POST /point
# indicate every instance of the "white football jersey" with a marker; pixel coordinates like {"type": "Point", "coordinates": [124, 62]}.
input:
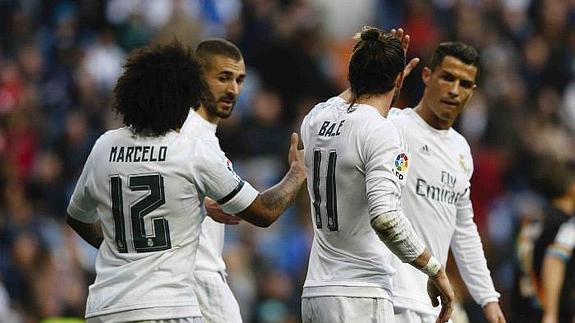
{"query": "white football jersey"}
{"type": "Point", "coordinates": [209, 256]}
{"type": "Point", "coordinates": [148, 193]}
{"type": "Point", "coordinates": [356, 163]}
{"type": "Point", "coordinates": [436, 201]}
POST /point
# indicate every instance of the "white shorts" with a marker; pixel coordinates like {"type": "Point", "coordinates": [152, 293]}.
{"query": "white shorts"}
{"type": "Point", "coordinates": [403, 315]}
{"type": "Point", "coordinates": [108, 318]}
{"type": "Point", "coordinates": [334, 309]}
{"type": "Point", "coordinates": [217, 302]}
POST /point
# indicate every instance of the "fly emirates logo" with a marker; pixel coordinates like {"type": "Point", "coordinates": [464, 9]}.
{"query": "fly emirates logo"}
{"type": "Point", "coordinates": [444, 193]}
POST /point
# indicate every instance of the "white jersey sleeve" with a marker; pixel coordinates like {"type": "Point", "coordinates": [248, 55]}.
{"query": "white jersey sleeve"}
{"type": "Point", "coordinates": [217, 180]}
{"type": "Point", "coordinates": [82, 206]}
{"type": "Point", "coordinates": [468, 254]}
{"type": "Point", "coordinates": [386, 166]}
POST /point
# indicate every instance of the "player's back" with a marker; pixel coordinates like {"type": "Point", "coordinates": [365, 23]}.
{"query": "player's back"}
{"type": "Point", "coordinates": [351, 177]}
{"type": "Point", "coordinates": [211, 245]}
{"type": "Point", "coordinates": [147, 195]}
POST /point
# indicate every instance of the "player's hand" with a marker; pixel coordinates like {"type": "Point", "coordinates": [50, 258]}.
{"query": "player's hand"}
{"type": "Point", "coordinates": [549, 318]}
{"type": "Point", "coordinates": [439, 286]}
{"type": "Point", "coordinates": [404, 39]}
{"type": "Point", "coordinates": [295, 156]}
{"type": "Point", "coordinates": [493, 313]}
{"type": "Point", "coordinates": [215, 212]}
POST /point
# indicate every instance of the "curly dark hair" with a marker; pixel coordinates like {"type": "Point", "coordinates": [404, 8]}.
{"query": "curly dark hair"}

********

[EXERCISE]:
Render all of the lines above as a Markdown table with two columns, No. for the row number and Line for the line itself. Omit blank lines and leave out the pictures.

[RESPONSE]:
| No. | Line |
|---|---|
| 1 | POST /point |
| 2 | # indicate every instance of the "white football jersey" with a marker; pixel coordinates like {"type": "Point", "coordinates": [124, 62]}. |
| 3 | input: |
| 4 | {"query": "white football jersey"} |
| 5 | {"type": "Point", "coordinates": [209, 256]} |
| 6 | {"type": "Point", "coordinates": [148, 193]} |
| 7 | {"type": "Point", "coordinates": [356, 163]} |
| 8 | {"type": "Point", "coordinates": [436, 201]} |
| 9 | POST /point |
| 10 | # indicate every instance of the "white shorts" with a marker; pixel coordinates like {"type": "Point", "coordinates": [152, 293]}. |
| 11 | {"query": "white shorts"} |
| 12 | {"type": "Point", "coordinates": [403, 315]} |
| 13 | {"type": "Point", "coordinates": [108, 318]} |
| 14 | {"type": "Point", "coordinates": [334, 309]} |
| 15 | {"type": "Point", "coordinates": [217, 302]} |
| 16 | POST /point |
| 17 | # indicate every instance of the "fly emirates logo" with a marker; pixel coordinates like {"type": "Point", "coordinates": [464, 9]}. |
| 18 | {"query": "fly emirates logo"} |
| 19 | {"type": "Point", "coordinates": [444, 193]} |
| 20 | POST /point |
| 21 | # indicate every instance of the "white jersey sleeve" with a marker; pixel coordinates like {"type": "Point", "coordinates": [248, 55]}. |
| 22 | {"query": "white jersey sleeve"} |
| 23 | {"type": "Point", "coordinates": [217, 180]} |
| 24 | {"type": "Point", "coordinates": [82, 206]} |
| 25 | {"type": "Point", "coordinates": [468, 254]} |
| 26 | {"type": "Point", "coordinates": [386, 166]} |
| 27 | POST /point |
| 28 | # indicate every instance of the "player's back" with a marker; pixel coordinates like {"type": "Point", "coordinates": [365, 23]}. |
| 29 | {"query": "player's back"} |
| 30 | {"type": "Point", "coordinates": [351, 177]} |
| 31 | {"type": "Point", "coordinates": [211, 245]} |
| 32 | {"type": "Point", "coordinates": [147, 195]} |
| 33 | POST /point |
| 34 | # indicate every instance of the "player's hand" with a marker; pixel coordinates like {"type": "Point", "coordinates": [50, 258]}. |
| 35 | {"query": "player's hand"} |
| 36 | {"type": "Point", "coordinates": [549, 318]} |
| 37 | {"type": "Point", "coordinates": [439, 286]} |
| 38 | {"type": "Point", "coordinates": [404, 39]} |
| 39 | {"type": "Point", "coordinates": [295, 156]} |
| 40 | {"type": "Point", "coordinates": [493, 313]} |
| 41 | {"type": "Point", "coordinates": [215, 212]} |
| 42 | POST /point |
| 43 | # indicate every instance of the "curly dark hair" with a marker; pixel coordinates like {"type": "Point", "coordinates": [404, 8]}. |
| 44 | {"query": "curly dark hair"} |